▶ TRY IT
The expected response is a copy of every line in the entries below that includes the word "small".
::: MATERIALS PROVIDED
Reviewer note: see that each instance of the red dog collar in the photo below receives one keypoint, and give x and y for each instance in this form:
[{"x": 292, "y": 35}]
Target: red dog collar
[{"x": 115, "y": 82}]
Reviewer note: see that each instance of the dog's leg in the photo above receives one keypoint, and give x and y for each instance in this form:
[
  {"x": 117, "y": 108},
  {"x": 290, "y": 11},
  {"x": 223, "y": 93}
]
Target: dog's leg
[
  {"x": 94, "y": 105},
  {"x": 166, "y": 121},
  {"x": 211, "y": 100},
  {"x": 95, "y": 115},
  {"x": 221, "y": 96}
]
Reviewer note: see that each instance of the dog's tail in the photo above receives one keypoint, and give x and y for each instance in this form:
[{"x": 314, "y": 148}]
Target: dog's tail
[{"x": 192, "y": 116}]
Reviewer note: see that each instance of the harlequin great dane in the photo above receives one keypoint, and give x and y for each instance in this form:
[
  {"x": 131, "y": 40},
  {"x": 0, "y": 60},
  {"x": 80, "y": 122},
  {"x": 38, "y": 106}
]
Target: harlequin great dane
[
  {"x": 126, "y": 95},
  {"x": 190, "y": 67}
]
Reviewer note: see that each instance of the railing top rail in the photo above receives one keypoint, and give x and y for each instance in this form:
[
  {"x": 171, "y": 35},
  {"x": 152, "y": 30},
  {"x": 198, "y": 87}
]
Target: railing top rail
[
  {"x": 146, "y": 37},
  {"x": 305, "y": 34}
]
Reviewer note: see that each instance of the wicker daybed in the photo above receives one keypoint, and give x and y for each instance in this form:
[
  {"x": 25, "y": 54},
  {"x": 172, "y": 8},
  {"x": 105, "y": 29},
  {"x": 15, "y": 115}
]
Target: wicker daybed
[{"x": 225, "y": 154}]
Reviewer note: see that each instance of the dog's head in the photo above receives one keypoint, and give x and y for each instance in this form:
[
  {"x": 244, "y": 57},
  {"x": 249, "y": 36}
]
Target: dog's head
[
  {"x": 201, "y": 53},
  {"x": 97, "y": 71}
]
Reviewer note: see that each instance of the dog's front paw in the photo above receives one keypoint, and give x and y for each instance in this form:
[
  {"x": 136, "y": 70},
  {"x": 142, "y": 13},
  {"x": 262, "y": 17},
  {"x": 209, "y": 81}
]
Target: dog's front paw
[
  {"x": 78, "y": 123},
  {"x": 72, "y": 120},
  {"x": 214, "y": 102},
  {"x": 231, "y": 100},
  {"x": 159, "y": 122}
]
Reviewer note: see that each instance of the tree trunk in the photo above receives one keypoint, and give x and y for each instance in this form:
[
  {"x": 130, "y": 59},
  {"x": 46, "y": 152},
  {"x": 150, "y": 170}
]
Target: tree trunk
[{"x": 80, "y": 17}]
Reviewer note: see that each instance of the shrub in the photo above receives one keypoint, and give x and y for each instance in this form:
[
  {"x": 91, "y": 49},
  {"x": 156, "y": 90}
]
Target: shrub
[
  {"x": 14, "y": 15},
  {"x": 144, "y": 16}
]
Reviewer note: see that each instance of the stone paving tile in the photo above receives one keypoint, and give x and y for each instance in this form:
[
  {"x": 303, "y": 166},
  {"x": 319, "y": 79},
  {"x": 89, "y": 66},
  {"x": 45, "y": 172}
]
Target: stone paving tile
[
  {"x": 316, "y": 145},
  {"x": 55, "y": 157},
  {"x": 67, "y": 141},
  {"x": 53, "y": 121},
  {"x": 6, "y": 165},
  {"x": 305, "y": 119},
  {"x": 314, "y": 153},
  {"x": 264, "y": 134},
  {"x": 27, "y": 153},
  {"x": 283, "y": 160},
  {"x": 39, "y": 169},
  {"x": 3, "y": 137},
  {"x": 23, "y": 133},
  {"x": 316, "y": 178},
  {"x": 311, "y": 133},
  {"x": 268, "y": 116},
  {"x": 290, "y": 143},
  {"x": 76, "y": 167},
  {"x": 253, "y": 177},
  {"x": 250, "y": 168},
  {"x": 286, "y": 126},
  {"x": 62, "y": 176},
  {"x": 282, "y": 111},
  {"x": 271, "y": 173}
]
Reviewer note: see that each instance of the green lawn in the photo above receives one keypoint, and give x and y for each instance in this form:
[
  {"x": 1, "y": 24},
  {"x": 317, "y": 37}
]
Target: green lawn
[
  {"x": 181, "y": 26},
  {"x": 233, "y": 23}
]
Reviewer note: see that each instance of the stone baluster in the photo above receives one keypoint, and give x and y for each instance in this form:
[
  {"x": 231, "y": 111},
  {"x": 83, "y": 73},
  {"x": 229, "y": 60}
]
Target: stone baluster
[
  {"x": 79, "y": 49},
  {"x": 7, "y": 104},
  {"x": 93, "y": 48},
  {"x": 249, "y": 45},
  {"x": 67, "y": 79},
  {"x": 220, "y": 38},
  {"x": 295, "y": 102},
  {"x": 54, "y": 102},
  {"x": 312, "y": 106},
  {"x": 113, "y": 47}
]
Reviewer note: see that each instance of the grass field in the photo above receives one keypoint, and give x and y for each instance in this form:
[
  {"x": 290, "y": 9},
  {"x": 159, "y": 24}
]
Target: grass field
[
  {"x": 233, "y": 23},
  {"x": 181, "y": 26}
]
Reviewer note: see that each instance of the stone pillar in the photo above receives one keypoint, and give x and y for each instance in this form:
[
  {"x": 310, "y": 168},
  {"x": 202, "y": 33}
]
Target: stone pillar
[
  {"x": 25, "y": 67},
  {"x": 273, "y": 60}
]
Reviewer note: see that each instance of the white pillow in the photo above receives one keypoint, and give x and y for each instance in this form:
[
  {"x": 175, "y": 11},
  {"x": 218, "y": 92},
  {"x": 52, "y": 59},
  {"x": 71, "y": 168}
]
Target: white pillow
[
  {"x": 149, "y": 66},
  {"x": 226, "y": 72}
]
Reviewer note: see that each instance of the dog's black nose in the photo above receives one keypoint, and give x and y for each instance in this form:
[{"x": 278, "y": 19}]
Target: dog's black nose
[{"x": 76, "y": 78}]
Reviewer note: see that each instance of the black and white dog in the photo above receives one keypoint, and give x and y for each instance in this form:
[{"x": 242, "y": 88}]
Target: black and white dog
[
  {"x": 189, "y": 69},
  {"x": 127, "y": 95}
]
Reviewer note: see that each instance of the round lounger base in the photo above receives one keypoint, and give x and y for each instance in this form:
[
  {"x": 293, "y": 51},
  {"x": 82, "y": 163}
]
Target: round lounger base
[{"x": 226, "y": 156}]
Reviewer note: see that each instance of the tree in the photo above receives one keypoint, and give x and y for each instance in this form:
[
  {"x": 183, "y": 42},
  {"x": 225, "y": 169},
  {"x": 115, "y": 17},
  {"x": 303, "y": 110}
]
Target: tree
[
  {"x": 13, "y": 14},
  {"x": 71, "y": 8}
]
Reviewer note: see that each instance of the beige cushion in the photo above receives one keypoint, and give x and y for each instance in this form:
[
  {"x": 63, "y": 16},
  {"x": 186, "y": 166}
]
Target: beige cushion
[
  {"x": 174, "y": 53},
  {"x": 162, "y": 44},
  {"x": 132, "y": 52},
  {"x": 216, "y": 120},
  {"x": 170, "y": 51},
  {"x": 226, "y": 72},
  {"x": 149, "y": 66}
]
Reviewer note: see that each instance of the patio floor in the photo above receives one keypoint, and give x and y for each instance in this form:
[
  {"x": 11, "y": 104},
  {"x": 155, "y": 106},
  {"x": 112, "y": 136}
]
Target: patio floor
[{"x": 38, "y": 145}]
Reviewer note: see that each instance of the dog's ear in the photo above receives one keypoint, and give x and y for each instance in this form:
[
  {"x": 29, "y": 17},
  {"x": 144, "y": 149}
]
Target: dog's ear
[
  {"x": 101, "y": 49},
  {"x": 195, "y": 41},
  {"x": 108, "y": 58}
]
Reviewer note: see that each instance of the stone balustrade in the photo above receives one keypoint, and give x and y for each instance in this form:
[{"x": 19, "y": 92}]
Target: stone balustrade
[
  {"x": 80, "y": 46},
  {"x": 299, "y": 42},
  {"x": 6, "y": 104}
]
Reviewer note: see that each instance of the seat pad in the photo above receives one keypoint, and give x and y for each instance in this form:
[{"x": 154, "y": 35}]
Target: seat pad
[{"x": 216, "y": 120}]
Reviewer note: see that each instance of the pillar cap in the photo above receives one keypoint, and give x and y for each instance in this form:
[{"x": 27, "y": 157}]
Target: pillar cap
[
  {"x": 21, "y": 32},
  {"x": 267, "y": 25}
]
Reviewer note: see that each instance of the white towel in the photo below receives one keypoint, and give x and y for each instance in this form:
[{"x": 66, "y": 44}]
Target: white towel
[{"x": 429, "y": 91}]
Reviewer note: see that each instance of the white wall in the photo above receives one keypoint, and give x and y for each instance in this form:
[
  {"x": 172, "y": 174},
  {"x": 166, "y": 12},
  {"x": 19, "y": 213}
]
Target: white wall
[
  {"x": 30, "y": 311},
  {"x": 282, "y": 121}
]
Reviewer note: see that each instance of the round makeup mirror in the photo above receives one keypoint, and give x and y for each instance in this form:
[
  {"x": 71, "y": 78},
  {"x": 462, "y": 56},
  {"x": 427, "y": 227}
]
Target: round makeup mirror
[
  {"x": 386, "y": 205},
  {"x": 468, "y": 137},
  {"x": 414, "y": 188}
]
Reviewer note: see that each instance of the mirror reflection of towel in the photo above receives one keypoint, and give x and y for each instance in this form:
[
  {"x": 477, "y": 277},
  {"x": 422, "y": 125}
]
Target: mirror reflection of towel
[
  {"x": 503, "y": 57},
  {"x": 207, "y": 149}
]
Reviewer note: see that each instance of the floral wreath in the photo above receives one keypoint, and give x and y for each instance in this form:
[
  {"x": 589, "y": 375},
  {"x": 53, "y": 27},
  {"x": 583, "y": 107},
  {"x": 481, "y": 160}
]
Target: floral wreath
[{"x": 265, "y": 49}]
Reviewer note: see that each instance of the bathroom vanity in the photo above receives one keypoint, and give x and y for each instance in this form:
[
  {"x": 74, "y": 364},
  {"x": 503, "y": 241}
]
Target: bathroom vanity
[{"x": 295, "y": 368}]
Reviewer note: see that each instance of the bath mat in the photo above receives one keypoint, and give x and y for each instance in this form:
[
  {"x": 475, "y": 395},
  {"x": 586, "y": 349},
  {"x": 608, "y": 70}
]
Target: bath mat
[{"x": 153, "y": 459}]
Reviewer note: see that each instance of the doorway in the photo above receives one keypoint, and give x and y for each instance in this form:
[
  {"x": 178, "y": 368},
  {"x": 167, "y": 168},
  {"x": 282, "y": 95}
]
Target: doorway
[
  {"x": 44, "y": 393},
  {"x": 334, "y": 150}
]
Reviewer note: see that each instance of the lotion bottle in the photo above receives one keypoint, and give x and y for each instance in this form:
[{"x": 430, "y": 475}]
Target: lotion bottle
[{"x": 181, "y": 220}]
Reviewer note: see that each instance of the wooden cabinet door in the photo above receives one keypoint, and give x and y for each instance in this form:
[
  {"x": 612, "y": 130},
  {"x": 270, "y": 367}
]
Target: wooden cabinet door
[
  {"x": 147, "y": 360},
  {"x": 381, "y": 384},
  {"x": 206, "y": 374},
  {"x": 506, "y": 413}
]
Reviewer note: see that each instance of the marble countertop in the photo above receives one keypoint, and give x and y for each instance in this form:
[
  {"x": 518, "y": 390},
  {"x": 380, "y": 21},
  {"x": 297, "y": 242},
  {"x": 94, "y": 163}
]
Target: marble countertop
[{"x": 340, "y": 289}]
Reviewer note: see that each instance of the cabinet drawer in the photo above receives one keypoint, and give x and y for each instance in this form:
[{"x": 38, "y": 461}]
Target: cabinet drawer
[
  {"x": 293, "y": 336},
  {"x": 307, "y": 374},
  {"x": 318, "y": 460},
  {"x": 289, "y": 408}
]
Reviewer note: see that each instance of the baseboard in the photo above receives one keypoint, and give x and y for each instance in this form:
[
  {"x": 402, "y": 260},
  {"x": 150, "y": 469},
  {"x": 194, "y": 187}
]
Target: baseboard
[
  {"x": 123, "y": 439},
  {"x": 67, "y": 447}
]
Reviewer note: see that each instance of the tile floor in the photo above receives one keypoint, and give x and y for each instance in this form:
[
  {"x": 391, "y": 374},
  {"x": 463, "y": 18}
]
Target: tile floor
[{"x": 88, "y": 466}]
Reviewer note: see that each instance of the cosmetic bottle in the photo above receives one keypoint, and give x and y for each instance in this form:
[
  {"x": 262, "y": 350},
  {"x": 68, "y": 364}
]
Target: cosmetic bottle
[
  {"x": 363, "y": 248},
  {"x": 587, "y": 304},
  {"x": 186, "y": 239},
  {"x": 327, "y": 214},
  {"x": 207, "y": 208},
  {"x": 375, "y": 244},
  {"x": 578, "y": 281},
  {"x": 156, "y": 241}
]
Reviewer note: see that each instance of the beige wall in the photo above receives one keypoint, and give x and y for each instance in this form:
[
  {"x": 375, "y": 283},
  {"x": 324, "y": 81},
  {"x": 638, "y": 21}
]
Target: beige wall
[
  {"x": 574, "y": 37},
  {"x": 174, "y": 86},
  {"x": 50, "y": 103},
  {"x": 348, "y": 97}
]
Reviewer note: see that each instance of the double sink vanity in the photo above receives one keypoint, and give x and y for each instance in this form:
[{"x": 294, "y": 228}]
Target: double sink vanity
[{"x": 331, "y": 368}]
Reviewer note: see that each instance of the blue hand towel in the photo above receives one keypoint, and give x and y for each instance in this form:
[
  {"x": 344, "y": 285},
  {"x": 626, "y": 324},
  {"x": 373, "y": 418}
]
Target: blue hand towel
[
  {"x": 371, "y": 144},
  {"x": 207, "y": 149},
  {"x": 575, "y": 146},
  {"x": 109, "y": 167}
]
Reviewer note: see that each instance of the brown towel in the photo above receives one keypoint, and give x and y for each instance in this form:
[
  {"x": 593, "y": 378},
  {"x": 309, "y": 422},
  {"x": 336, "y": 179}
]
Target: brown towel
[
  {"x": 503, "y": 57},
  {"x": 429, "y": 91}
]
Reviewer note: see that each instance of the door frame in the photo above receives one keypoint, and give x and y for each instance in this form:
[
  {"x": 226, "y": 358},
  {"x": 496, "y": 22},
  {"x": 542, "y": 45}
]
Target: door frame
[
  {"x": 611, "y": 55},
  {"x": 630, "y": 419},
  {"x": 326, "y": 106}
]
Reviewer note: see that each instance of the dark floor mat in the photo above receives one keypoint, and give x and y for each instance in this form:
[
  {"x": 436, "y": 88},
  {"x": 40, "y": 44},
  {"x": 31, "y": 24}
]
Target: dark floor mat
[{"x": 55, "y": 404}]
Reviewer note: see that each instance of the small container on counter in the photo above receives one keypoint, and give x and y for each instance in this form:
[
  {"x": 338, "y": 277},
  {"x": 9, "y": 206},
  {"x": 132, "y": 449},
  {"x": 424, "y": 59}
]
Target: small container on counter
::::::
▶ SOLUTION FOR THIS TASK
Reviewer note: see that each instance of the small container on counter in the photo above receives one keypoint, and give x and y for each instance in this form:
Target: small container on counter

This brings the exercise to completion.